Given task: Make an exact copy of all the data.

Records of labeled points
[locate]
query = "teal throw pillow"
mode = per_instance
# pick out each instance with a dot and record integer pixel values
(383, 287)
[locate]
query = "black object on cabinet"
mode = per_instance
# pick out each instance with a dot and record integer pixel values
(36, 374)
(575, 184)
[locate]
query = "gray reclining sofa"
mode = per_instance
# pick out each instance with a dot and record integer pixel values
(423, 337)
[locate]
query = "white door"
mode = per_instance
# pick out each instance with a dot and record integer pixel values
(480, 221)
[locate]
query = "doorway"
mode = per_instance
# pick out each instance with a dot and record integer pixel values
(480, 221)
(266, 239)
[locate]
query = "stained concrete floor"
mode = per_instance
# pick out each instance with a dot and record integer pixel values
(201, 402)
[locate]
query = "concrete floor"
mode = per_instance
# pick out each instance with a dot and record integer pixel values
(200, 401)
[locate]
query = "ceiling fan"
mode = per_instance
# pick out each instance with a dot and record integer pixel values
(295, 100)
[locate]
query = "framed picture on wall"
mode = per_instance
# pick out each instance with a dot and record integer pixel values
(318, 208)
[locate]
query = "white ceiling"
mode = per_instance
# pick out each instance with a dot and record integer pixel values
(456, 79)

Problem solution:
[locate]
query = "teal throw pillow"
mode = per_instance
# pick out each instance with a dot and record integer pixel values
(383, 287)
[locate]
query = "black object on cabinet"
mode = per_instance
# pick out each instance with a dot and record integer pixel values
(36, 374)
(575, 184)
[locate]
query = "gray reclining sofa"
mode = per_instance
# pick out each instance with a dot and record integer pixel values
(423, 337)
[locate]
query = "white door"
mode = per_instance
# pick out each instance with a dot and record integer pixel values
(480, 221)
[locate]
query = "doorway"
mode = per_instance
# pick out each instance with a dot and record integer pixel values
(480, 221)
(266, 239)
[locate]
query = "stained concrete floor"
mode = per_instance
# pick out each instance with a dot and record integer pixel values
(201, 402)
[locate]
query = "concrete floor"
mode = per_instance
# pick out each instance with a dot and record integer pixel values
(200, 401)
[locate]
query = "ceiling fan"
mode = per_instance
# pick out each instance with a dot and record integer pixel values
(295, 100)
[locate]
query = "framed picture on wall"
mode = per_instance
# pick out each instance with a dot and record integer pixel values
(318, 208)
[locate]
query = "white ceiling"
mode = per_instance
# pick out each instance with a dot and record integer pixel values
(456, 79)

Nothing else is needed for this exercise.